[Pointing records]
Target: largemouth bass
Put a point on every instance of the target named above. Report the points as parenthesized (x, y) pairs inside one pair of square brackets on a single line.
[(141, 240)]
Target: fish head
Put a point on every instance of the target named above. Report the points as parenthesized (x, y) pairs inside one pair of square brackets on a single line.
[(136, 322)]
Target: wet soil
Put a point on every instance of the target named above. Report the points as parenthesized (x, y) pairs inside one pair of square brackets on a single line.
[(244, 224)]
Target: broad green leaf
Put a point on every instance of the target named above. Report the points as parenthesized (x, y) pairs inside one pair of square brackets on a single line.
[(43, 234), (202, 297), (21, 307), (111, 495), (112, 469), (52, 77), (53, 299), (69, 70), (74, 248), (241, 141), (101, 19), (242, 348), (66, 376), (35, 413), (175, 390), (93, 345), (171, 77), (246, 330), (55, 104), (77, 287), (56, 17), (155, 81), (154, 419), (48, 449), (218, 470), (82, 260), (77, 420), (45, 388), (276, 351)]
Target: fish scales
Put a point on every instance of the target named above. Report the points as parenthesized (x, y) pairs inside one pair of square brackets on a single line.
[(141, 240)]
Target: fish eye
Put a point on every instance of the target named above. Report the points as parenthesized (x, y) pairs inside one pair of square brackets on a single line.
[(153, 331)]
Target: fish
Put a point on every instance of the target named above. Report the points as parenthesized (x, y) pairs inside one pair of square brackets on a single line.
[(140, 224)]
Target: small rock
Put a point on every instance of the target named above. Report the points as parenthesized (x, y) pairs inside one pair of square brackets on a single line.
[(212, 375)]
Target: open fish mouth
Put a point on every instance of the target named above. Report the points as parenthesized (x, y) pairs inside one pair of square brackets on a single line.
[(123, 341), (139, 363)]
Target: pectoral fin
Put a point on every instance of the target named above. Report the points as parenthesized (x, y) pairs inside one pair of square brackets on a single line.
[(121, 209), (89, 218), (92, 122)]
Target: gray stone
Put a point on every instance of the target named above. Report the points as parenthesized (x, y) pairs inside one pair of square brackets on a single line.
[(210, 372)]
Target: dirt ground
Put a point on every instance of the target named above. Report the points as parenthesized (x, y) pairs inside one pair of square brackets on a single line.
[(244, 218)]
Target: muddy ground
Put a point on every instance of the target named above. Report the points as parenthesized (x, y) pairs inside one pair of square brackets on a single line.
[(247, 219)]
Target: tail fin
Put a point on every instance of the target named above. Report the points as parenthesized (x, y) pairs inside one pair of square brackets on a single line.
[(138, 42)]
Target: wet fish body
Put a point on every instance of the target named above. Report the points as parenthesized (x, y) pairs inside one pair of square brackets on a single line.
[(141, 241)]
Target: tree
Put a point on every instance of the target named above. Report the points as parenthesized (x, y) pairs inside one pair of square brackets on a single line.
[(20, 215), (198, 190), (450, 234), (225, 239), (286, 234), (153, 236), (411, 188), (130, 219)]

Task directions: Output the lines from the very first one through the line containing "[(136, 322)]", including both, and copy them without any changes.

Correct response:
Target: largemouth bass
Put a point on every instance of the target named above. Report the points as parenthesized (x, y) pairs inside one pair of square brackets on a single line.
[(141, 240)]
Target: fish head
Put a point on every instance of the target named above. Report the points as parenthesized (x, y) pairs inside one pair of square brackets on a single line.
[(136, 322)]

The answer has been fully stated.